INPUT RECORDS:
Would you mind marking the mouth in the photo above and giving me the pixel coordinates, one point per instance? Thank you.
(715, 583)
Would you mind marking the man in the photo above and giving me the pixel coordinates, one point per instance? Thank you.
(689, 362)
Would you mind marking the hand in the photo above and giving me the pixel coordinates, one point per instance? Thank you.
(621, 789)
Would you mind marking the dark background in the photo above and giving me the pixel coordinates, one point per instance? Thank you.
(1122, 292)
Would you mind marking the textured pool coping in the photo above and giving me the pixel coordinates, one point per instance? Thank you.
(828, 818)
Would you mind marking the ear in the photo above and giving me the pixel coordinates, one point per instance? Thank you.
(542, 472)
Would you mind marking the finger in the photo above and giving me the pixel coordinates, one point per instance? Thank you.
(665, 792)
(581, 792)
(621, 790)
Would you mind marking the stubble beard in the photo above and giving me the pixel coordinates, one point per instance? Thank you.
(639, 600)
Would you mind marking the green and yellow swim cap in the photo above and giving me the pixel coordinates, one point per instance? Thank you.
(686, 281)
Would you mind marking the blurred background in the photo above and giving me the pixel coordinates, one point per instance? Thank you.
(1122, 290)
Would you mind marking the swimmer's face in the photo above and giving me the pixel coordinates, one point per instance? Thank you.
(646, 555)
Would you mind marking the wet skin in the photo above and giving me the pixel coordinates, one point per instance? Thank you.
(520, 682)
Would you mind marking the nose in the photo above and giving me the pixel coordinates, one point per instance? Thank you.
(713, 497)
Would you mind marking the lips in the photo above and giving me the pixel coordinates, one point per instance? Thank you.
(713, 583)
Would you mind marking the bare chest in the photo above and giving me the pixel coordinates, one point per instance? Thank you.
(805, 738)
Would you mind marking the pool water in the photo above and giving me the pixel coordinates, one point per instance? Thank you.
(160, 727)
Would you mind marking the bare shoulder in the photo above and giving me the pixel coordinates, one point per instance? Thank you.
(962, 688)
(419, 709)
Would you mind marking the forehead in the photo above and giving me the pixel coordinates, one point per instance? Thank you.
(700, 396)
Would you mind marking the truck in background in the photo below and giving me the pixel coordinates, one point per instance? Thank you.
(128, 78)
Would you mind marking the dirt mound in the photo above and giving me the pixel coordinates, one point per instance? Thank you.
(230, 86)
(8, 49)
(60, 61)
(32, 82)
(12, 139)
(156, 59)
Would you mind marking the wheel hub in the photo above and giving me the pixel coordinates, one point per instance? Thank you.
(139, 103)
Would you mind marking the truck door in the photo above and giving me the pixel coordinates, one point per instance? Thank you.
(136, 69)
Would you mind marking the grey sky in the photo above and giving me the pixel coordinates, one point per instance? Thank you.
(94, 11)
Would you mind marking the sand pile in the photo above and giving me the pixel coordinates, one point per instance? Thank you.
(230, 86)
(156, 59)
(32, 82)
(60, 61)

AIM OF THE EXERCISE: Extract every line from the one containing "Would you mind marking the truck in" to the end of the entries, including both of those lines, exactly as given and with nothing added.

EXERCISE RESPONSE:
Would you mind marking the truck in background in the photo below and giving me the pixel coordinates, one point per instance? Thank you.
(128, 78)
Would you mind marking the dirt mound in the photo above and giving me the pixel coordinates, one point per instance? Thank you.
(230, 86)
(8, 49)
(60, 61)
(32, 82)
(12, 139)
(156, 59)
Would you mind marking the wheel hub in the photo above and giving me the pixel coordinates, one point per instance? Thank you.
(139, 103)
Would you mind marking the truck door in the photo above and giving me the pixel coordinates, one point per instance? Thank you.
(136, 69)
Would you mind marking the grey sky in the photo above and giving me the pixel coordinates, one point per instance? Thank you.
(94, 11)
Would you mind marking the sand pile in the photo above and giving me the pixel coordinates, one point per instance? Thank you.
(230, 86)
(156, 59)
(32, 82)
(60, 61)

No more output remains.